_AIM OF THE EXERCISE:_ Copy every line of the records below word for word, leaving out the pictures.

[Items listed in a dataset]
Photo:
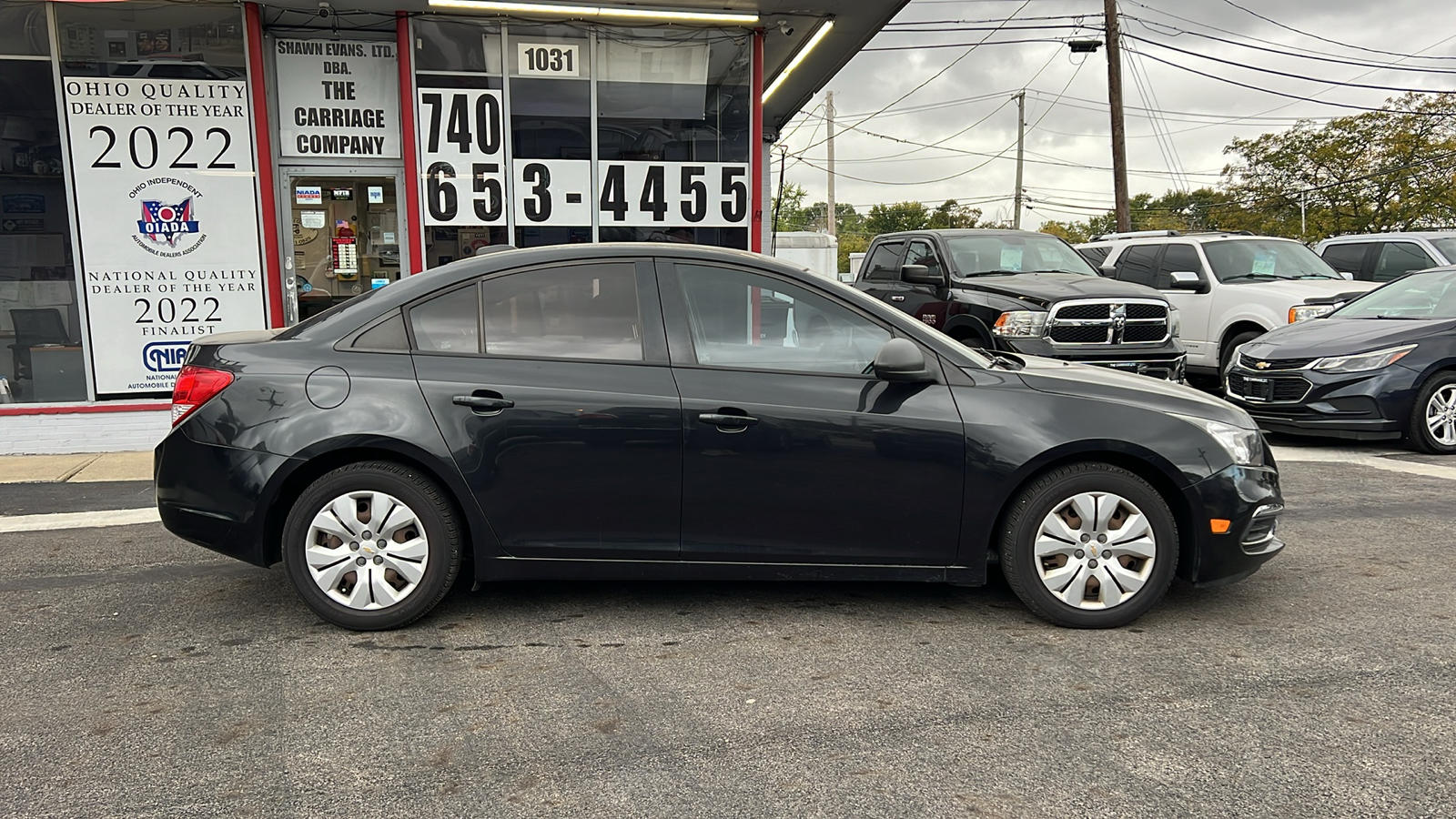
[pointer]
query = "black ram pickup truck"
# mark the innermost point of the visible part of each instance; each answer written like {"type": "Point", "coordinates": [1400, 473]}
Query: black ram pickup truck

_THE COMPLETED TASK:_
Photo:
[pointer]
query = "black ram pickup truck"
# mark the innermost point of the visible part of each instance; each answer written like {"type": "Point", "coordinates": [1400, 473]}
Query: black ram pickup truck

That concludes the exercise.